→ Task to complete:
Return the whole listing exactly as it stands.

→ Supplied records:

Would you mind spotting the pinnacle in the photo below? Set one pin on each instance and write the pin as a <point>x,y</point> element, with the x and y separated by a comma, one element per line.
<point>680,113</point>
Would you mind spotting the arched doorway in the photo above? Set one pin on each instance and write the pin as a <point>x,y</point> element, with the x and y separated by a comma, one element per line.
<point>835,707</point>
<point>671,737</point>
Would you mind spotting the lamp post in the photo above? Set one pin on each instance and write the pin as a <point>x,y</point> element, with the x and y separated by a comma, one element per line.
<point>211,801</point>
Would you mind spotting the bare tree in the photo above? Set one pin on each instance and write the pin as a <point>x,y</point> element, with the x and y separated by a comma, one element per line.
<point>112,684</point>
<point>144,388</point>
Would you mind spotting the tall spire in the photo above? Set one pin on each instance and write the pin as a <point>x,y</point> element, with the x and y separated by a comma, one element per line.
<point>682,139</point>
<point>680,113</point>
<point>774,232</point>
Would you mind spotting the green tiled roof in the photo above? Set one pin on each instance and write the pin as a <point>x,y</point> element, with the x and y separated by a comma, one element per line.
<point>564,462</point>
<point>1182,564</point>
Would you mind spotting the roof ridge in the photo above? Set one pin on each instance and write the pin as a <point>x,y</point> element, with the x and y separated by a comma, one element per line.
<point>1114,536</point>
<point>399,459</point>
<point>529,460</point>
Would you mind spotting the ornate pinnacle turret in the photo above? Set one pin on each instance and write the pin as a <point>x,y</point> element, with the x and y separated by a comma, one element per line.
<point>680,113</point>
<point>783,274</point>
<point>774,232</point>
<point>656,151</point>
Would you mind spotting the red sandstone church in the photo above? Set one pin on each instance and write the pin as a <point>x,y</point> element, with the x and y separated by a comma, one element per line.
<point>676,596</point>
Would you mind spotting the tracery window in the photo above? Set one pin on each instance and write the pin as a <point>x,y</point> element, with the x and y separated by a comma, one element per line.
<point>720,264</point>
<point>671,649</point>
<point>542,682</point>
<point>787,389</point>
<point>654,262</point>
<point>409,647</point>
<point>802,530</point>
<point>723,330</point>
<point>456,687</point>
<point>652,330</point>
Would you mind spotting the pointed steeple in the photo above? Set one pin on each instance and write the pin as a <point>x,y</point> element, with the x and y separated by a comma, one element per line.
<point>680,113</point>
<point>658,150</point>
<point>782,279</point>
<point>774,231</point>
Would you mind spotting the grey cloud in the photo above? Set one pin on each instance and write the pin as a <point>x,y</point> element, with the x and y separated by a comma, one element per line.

→ Solution to the exercise:
Would you mind spotting the pinnacle in the photo below? Set one pin on each instance and write the pin as a <point>x,y</point> element, with the x and y separated by a comma, one element per line.
<point>680,113</point>
Would you mind spotting the arched doorway in the photo above? Set one pin on each instance and write the pin as a <point>x,y</point> element, with the x and y separated by a comma, one element per line.
<point>835,707</point>
<point>671,737</point>
Would you mind spotting the lamp post in the photo above? Set one pin on each instance and write the pin as a <point>x,y</point> element, with the x and y separated by a comma, one element per line.
<point>211,801</point>
Would you mind spotting the bare tree in the photo above? Set one pin on each instance and write the pin as a <point>x,y</point> element, with the x and y separated by a comma, one element per line.
<point>112,684</point>
<point>144,388</point>
Would you mind spotting the tall spire in the photo above? Set one pin on each instance and write the pin as a <point>x,y</point> element, with the x and y separated by a comma, one element per line.
<point>682,139</point>
<point>680,113</point>
<point>774,232</point>
Would you mind spotting the green tiled roof in the photo above? Set one pin on each instance and write the pin as a <point>x,y</point> element, with the x and y separated by a comma, one element per line.
<point>564,462</point>
<point>1182,564</point>
Would you mind spotting the roof ridge in the photo above? Set one pin on each instance and write the pin as a <point>x,y</point> element, with the x and y separated by a comma, one element per line.
<point>1114,536</point>
<point>399,459</point>
<point>529,460</point>
Would you mind spotting the ornate pinnacle turret in the photo above? Set one pin on each instance and write the pin as a <point>x,y</point> element, with the x and y separated by a comma, one element per line.
<point>680,113</point>
<point>783,274</point>
<point>774,232</point>
<point>656,151</point>
Would you mind spotting the red sandstone church in the photo above? Set one pin on each instance and write the pin as a <point>x,y</point> element, with the x and y separated by a comma, one element per line.
<point>676,596</point>
Would you mind spotting the tracery window in the photo above? Set one pin on each instance and write the pin as a <point>x,y</point> element, with the x and y separated by a comma, one element per line.
<point>720,264</point>
<point>671,649</point>
<point>542,682</point>
<point>787,389</point>
<point>654,262</point>
<point>409,647</point>
<point>802,530</point>
<point>723,330</point>
<point>456,687</point>
<point>652,330</point>
Would you mind spotting the pointed steeple in the photo above? Set one pin on each instance and write the pin as a <point>x,y</point> element, with the x and y separated by a comma, one element per line.
<point>680,113</point>
<point>658,150</point>
<point>782,279</point>
<point>774,231</point>
Would you mind spotting the grey cloud in the photo above? Set one pin on each instance and write the pin as a <point>x,y</point> element, with the x and y separated by a comma, one element per line.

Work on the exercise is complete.